### WORK REQUIRED
Rewrite the entries below as a Markdown table with the columns "No." and "Line", numbering each line in order and omitting any blank lines.

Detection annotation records

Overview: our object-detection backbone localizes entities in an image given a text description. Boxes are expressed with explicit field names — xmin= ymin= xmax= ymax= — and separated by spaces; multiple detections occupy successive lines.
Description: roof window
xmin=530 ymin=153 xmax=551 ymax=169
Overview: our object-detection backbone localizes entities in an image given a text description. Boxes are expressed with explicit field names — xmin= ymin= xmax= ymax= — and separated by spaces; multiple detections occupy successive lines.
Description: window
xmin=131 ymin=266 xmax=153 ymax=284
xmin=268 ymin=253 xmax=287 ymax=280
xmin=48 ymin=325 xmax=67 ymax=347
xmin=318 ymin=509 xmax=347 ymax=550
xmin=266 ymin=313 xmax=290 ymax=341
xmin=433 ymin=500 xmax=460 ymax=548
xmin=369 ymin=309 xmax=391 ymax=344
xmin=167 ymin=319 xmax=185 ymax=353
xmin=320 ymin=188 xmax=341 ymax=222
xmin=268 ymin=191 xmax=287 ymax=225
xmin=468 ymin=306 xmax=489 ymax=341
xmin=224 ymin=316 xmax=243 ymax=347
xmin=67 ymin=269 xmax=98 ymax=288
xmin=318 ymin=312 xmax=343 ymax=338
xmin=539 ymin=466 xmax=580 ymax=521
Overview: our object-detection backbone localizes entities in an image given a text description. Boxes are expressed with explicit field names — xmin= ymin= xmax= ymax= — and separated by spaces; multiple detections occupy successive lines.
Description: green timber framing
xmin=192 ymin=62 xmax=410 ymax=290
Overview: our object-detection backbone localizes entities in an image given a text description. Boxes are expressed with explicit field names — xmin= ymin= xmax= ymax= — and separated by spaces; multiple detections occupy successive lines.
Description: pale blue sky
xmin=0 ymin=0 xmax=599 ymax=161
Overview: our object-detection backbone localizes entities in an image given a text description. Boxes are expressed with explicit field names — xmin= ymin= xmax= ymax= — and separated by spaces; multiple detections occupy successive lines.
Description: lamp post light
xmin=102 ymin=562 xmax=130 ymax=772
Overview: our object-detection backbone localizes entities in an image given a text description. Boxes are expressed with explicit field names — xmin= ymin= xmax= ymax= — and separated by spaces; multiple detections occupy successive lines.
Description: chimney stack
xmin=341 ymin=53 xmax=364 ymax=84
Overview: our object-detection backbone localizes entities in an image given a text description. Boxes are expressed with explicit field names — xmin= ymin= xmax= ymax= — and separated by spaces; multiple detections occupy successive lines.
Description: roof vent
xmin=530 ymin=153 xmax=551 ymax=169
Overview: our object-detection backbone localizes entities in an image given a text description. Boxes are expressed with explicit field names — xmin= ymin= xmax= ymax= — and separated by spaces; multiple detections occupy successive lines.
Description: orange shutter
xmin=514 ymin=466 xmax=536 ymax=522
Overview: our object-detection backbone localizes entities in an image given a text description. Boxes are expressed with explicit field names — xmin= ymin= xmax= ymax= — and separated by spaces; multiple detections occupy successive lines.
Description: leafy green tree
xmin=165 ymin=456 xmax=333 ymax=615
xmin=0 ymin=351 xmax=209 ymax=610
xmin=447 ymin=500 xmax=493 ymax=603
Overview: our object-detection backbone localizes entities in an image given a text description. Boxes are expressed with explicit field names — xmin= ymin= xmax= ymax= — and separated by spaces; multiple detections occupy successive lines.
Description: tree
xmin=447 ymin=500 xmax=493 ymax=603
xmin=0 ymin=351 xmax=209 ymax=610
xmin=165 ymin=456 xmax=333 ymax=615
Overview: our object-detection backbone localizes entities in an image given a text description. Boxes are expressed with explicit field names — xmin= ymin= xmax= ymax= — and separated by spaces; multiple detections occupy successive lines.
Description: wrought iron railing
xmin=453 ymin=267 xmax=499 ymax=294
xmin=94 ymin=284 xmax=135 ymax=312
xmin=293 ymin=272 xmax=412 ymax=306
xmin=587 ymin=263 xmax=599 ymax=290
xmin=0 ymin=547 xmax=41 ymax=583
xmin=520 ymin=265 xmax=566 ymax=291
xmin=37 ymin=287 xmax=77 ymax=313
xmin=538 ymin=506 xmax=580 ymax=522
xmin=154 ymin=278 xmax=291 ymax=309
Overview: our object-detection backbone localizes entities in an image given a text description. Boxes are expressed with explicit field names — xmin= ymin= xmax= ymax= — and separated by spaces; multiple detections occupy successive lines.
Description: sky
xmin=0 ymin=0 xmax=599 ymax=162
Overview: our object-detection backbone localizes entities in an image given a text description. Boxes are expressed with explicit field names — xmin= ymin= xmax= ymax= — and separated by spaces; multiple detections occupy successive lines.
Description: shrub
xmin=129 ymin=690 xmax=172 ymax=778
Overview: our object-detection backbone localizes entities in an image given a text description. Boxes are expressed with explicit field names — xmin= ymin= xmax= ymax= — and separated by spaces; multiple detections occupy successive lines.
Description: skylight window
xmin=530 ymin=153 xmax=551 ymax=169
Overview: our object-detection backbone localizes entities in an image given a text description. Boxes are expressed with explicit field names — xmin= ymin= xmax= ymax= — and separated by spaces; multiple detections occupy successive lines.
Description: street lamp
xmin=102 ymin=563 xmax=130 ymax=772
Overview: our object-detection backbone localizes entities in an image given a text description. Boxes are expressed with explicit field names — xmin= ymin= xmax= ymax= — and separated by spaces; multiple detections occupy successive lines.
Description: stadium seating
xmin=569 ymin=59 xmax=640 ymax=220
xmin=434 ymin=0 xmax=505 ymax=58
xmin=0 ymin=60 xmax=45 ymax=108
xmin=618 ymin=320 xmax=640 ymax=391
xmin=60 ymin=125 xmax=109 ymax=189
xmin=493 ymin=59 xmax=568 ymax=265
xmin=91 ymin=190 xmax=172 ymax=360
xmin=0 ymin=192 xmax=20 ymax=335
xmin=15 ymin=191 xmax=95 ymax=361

### EXERCISE RESPONSE
| No. | Line |
|---|---|
| 1 | Overview: our object-detection backbone localizes entities in an image given a text description. Boxes are expressed with explicit field names — xmin= ymin= xmax= ymax= — and separated by spaces; multiple detections occupy successive lines. |
| 2 | Description: roof window |
| 3 | xmin=530 ymin=153 xmax=551 ymax=169 |
| 4 | Overview: our object-detection backbone localizes entities in an image given a text description. Boxes are expressed with explicit field names — xmin= ymin= xmax= ymax= — and separated by spaces; multiple detections occupy successive lines. |
| 5 | Description: window |
| 6 | xmin=131 ymin=266 xmax=153 ymax=284 |
| 7 | xmin=268 ymin=253 xmax=287 ymax=280 |
| 8 | xmin=48 ymin=325 xmax=67 ymax=347 |
| 9 | xmin=318 ymin=509 xmax=347 ymax=550 |
| 10 | xmin=266 ymin=313 xmax=290 ymax=341 |
| 11 | xmin=433 ymin=500 xmax=460 ymax=548 |
| 12 | xmin=369 ymin=309 xmax=391 ymax=344 |
| 13 | xmin=167 ymin=319 xmax=185 ymax=353 |
| 14 | xmin=320 ymin=188 xmax=341 ymax=222 |
| 15 | xmin=268 ymin=191 xmax=287 ymax=225 |
| 16 | xmin=468 ymin=306 xmax=489 ymax=341 |
| 17 | xmin=224 ymin=316 xmax=243 ymax=347 |
| 18 | xmin=67 ymin=269 xmax=98 ymax=288 |
| 19 | xmin=318 ymin=312 xmax=343 ymax=338 |
| 20 | xmin=539 ymin=466 xmax=580 ymax=521 |
| 21 | Overview: our object-detection backbone localizes entities in an image given a text description. Boxes are expressed with explicit field names — xmin= ymin= xmax= ymax= — and separated by spaces; multiple detections occupy successive lines. |
| 22 | Description: green timber framing |
| 23 | xmin=192 ymin=62 xmax=410 ymax=290 |
| 24 | Overview: our object-detection backbone localizes entities in an image given a text description. Boxes are expressed with explicit field names — xmin= ymin= xmax= ymax= — and separated by spaces; multiple detections occupy successive lines. |
| 25 | Description: pale blue sky |
| 26 | xmin=0 ymin=0 xmax=599 ymax=161 |
| 27 | Overview: our object-detection backbone localizes entities in an image given a text description. Boxes are expressed with explicit field names — xmin= ymin= xmax= ymax= — and separated by spaces; multiple detections occupy successive lines. |
| 28 | Description: lamp post light |
| 29 | xmin=102 ymin=562 xmax=130 ymax=772 |
| 30 | Overview: our object-detection backbone localizes entities in an image given a text description. Boxes are expressed with explicit field names — xmin= ymin= xmax= ymax= — and separated by spaces; multiple detections occupy successive lines. |
| 31 | Description: chimney stack |
| 32 | xmin=341 ymin=53 xmax=364 ymax=84 |
| 33 | Overview: our object-detection backbone localizes entities in an image given a text description. Boxes are expressed with explicit field names — xmin= ymin= xmax= ymax= — and separated by spaces; multiple detections occupy successive lines. |
| 34 | Description: roof vent |
| 35 | xmin=530 ymin=153 xmax=551 ymax=169 |
| 36 | Overview: our object-detection backbone localizes entities in an image given a text description. Boxes are expressed with explicit field names — xmin= ymin= xmax= ymax= — and separated by spaces; multiple detections occupy successive lines. |
| 37 | Description: orange shutter |
| 38 | xmin=514 ymin=466 xmax=536 ymax=522 |
| 39 | Overview: our object-detection backbone localizes entities in an image given a text description. Boxes are expressed with explicit field names — xmin= ymin= xmax= ymax= — and separated by spaces; multiple detections occupy successive lines. |
| 40 | Description: leafy green tree |
| 41 | xmin=165 ymin=456 xmax=333 ymax=615 |
| 42 | xmin=0 ymin=351 xmax=209 ymax=610 |
| 43 | xmin=447 ymin=500 xmax=493 ymax=603 |
| 44 | Overview: our object-detection backbone localizes entities in an image given a text description. Boxes are expressed with explicit field names — xmin= ymin= xmax= ymax= — and separated by spaces; multiple detections occupy successive lines. |
| 45 | Description: tree |
| 46 | xmin=447 ymin=500 xmax=493 ymax=603 |
| 47 | xmin=0 ymin=351 xmax=209 ymax=610 |
| 48 | xmin=165 ymin=456 xmax=333 ymax=615 |
| 49 | Overview: our object-detection backbone localizes entities in an image given a text description. Boxes are expressed with explicit field names — xmin= ymin= xmax= ymax= — and separated by spaces; multiple detections occupy successive lines. |
| 50 | Description: wrought iron railing |
| 51 | xmin=453 ymin=267 xmax=499 ymax=294 |
| 52 | xmin=94 ymin=284 xmax=135 ymax=312 |
| 53 | xmin=293 ymin=272 xmax=412 ymax=306 |
| 54 | xmin=587 ymin=263 xmax=599 ymax=290 |
| 55 | xmin=0 ymin=547 xmax=41 ymax=583 |
| 56 | xmin=520 ymin=265 xmax=566 ymax=291 |
| 57 | xmin=37 ymin=287 xmax=77 ymax=313 |
| 58 | xmin=538 ymin=506 xmax=580 ymax=522 |
| 59 | xmin=154 ymin=278 xmax=291 ymax=309 |
| 60 | Overview: our object-detection backbone localizes entities in an image given a text description. Boxes are expressed with explicit field names — xmin= ymin= xmax= ymax= — and separated by spaces; multiple detections occupy successive lines. |
| 61 | Description: sky |
| 62 | xmin=0 ymin=0 xmax=599 ymax=162 |
| 63 | Overview: our object-detection backbone localizes entities in an image given a text description. Boxes are expressed with explicit field names — xmin= ymin= xmax= ymax= — and separated by spaces; multiple detections occupy successive lines. |
| 64 | Description: shrub |
| 65 | xmin=129 ymin=690 xmax=172 ymax=778 |
| 66 | Overview: our object-detection backbone localizes entities in an image given a text description. Boxes are expressed with explicit field names — xmin= ymin= xmax= ymax= — and separated by spaces; multiple detections occupy successive lines. |
| 67 | Description: skylight window |
| 68 | xmin=530 ymin=153 xmax=551 ymax=169 |
| 69 | Overview: our object-detection backbone localizes entities in an image given a text description. Boxes are expressed with explicit field names — xmin= ymin= xmax= ymax= — and separated by spaces; multiple detections occupy successive lines. |
| 70 | Description: street lamp |
| 71 | xmin=102 ymin=563 xmax=130 ymax=772 |
| 72 | Overview: our object-detection backbone localizes entities in an image given a text description. Boxes are expressed with explicit field names — xmin= ymin= xmax= ymax= — and separated by spaces; multiple detections occupy successive lines. |
| 73 | Description: stadium seating |
| 74 | xmin=569 ymin=59 xmax=640 ymax=220 |
| 75 | xmin=434 ymin=0 xmax=505 ymax=58 |
| 76 | xmin=0 ymin=60 xmax=45 ymax=108 |
| 77 | xmin=618 ymin=320 xmax=640 ymax=391 |
| 78 | xmin=60 ymin=125 xmax=109 ymax=189 |
| 79 | xmin=493 ymin=59 xmax=568 ymax=265 |
| 80 | xmin=91 ymin=190 xmax=172 ymax=360 |
| 81 | xmin=0 ymin=192 xmax=20 ymax=335 |
| 82 | xmin=15 ymin=191 xmax=95 ymax=361 |